%%

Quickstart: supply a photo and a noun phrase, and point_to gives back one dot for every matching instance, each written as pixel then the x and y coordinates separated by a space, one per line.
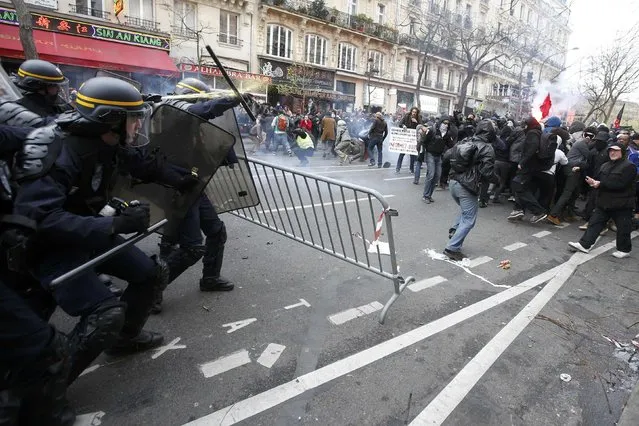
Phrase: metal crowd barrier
pixel 341 219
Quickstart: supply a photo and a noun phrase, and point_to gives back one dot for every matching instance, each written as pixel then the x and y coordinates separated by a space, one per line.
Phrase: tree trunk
pixel 463 90
pixel 26 29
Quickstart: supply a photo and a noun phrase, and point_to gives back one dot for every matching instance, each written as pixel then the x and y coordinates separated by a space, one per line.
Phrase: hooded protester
pixel 471 161
pixel 342 141
pixel 525 182
pixel 615 183
pixel 410 121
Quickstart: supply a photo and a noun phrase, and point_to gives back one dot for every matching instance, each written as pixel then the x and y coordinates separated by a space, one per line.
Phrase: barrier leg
pixel 400 285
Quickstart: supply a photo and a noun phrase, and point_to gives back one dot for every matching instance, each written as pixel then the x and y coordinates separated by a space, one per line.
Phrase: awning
pixel 71 50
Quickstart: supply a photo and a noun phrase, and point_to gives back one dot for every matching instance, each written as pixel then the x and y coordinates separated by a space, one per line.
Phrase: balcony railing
pixel 229 39
pixel 142 23
pixel 84 10
pixel 334 16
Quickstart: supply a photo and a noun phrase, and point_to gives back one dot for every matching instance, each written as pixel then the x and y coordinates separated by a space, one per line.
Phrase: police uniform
pixel 201 217
pixel 65 173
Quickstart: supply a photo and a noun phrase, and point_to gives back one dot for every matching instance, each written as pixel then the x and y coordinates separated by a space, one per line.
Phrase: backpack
pixel 547 146
pixel 462 156
pixel 282 123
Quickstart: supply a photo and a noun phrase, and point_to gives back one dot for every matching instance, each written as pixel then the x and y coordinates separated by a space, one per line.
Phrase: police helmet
pixel 191 85
pixel 108 100
pixel 35 74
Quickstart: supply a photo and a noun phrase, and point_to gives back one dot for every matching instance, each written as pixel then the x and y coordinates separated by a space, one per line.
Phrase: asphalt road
pixel 463 345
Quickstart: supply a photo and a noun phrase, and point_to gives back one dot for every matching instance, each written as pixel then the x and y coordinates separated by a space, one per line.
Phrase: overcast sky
pixel 594 25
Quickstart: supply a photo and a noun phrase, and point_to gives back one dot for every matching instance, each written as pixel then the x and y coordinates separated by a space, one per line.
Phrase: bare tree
pixel 425 33
pixel 480 46
pixel 611 74
pixel 26 29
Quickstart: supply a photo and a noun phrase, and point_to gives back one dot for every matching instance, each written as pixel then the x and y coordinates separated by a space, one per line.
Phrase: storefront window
pixel 346 57
pixel 315 50
pixel 279 41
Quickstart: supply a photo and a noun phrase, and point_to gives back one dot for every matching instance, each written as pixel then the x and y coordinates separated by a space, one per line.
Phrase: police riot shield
pixel 232 187
pixel 179 142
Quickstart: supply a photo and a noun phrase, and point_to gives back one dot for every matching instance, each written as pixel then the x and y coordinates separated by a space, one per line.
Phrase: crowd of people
pixel 545 167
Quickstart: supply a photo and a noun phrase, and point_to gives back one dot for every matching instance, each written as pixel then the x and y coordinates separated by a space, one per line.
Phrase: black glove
pixel 186 182
pixel 133 219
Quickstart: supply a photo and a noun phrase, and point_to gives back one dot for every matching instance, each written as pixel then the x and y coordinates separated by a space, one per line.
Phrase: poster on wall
pixel 403 141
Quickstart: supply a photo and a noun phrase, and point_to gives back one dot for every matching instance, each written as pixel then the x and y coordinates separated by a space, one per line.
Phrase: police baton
pixel 106 255
pixel 230 83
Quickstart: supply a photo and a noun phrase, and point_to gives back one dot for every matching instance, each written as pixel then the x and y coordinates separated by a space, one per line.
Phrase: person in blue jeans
pixel 433 146
pixel 471 161
pixel 376 136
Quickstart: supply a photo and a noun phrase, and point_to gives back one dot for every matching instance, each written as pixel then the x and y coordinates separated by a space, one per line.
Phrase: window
pixel 352 7
pixel 377 62
pixel 346 54
pixel 409 67
pixel 142 9
pixel 315 50
pixel 279 41
pixel 229 27
pixel 184 18
pixel 381 11
pixel 91 8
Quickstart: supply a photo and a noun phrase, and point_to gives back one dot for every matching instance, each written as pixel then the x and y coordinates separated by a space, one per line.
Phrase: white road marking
pixel 427 283
pixel 225 363
pixel 406 177
pixel 435 255
pixel 302 303
pixel 271 354
pixel 515 246
pixel 308 206
pixel 90 419
pixel 478 261
pixel 90 369
pixel 171 346
pixel 350 314
pixel 270 398
pixel 542 234
pixel 453 394
pixel 238 324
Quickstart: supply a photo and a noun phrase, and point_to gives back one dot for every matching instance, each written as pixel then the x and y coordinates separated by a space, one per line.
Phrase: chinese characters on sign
pixel 69 26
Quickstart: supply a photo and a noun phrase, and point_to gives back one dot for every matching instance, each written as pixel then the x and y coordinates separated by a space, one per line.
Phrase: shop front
pixel 301 87
pixel 81 48
pixel 246 82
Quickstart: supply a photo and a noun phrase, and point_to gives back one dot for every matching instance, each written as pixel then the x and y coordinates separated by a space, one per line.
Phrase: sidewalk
pixel 630 413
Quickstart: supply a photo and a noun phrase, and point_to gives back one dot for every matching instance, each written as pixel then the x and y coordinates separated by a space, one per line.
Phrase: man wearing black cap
pixel 615 200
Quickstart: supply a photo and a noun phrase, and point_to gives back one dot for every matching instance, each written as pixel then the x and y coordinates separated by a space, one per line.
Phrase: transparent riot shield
pixel 232 187
pixel 180 142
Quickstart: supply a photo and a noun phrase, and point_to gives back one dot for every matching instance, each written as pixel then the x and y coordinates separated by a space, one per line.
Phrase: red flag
pixel 619 115
pixel 545 107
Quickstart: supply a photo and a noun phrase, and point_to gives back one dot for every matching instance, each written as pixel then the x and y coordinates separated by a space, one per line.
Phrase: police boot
pixel 212 281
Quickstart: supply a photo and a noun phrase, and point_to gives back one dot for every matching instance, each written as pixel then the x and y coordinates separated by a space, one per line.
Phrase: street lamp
pixel 370 72
pixel 541 68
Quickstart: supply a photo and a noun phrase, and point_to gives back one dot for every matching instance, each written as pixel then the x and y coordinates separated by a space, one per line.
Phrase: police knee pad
pixel 159 278
pixel 99 329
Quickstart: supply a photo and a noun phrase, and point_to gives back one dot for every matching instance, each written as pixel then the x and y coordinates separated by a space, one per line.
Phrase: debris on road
pixel 565 377
pixel 505 264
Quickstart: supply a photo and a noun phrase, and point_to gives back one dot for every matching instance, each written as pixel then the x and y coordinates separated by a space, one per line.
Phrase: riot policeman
pixel 202 216
pixel 42 83
pixel 65 174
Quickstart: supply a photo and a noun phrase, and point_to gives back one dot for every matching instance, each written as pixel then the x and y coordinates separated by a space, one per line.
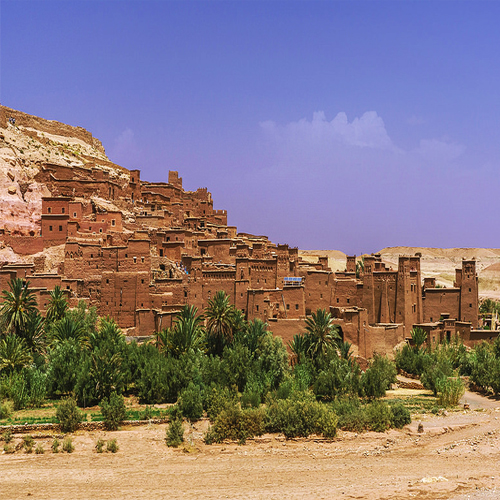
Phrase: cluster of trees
pixel 205 362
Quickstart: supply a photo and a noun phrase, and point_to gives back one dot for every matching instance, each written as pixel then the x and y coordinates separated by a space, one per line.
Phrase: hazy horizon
pixel 351 126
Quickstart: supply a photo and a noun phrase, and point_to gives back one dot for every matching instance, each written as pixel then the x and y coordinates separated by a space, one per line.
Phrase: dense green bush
pixel 235 424
pixel 217 399
pixel 191 402
pixel 378 377
pixel 351 414
pixel 339 378
pixel 378 416
pixel 400 415
pixel 68 415
pixel 449 391
pixel 301 418
pixel 113 411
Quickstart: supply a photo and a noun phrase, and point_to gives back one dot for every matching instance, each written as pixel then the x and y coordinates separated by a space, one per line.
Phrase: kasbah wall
pixel 154 247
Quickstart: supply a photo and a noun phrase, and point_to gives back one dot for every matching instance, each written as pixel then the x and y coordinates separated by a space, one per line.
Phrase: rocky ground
pixel 455 457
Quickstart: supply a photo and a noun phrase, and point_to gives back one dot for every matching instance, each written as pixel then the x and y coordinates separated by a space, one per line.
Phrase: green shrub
pixel 218 399
pixel 379 416
pixel 112 446
pixel 235 424
pixel 400 416
pixel 68 445
pixel 339 378
pixel 7 448
pixel 55 445
pixel 450 390
pixel 6 408
pixel 175 433
pixel 378 377
pixel 351 415
pixel 68 415
pixel 7 436
pixel 28 443
pixel 191 402
pixel 99 447
pixel 113 411
pixel 301 418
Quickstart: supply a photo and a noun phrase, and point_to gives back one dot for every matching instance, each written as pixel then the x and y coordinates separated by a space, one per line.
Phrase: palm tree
pixel 220 314
pixel 252 335
pixel 419 337
pixel 34 332
pixel 322 332
pixel 187 333
pixel 14 354
pixel 57 305
pixel 66 329
pixel 17 304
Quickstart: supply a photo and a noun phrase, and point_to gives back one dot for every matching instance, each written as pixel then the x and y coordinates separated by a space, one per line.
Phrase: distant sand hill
pixel 439 263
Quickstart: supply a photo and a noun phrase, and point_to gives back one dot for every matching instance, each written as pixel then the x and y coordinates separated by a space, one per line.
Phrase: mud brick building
pixel 139 251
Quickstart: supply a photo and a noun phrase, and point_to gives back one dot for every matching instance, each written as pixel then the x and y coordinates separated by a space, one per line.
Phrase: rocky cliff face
pixel 26 144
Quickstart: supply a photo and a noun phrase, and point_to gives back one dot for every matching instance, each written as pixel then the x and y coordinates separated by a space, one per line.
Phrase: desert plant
pixel 378 377
pixel 112 446
pixel 301 418
pixel 68 415
pixel 7 436
pixel 191 402
pixel 55 445
pixel 6 408
pixel 113 411
pixel 99 447
pixel 175 433
pixel 400 416
pixel 450 390
pixel 68 446
pixel 28 443
pixel 236 425
pixel 379 416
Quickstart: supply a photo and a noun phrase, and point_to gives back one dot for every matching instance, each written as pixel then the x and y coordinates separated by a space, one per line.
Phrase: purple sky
pixel 326 125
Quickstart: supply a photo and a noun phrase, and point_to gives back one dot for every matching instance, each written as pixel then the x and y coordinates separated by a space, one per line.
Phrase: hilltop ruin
pixel 139 251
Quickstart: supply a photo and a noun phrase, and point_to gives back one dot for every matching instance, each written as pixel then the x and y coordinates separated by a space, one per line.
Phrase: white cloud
pixel 368 131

%%

Goal:
Convert everything from the start of the data above down to the line containing "pixel 341 219", inclusive, into a JSON list of strings with one string per line and no blank lines. Leave the pictures out of the answer.

Correct output:
[
  "Quickstart: supply a photo and a noun phrase, and point_to gives back one dot for every matching instance, each written as pixel then the x and y coordinates separated by a space, one per line.",
  "Phrase: metal crowd barrier",
  "pixel 341 219"
]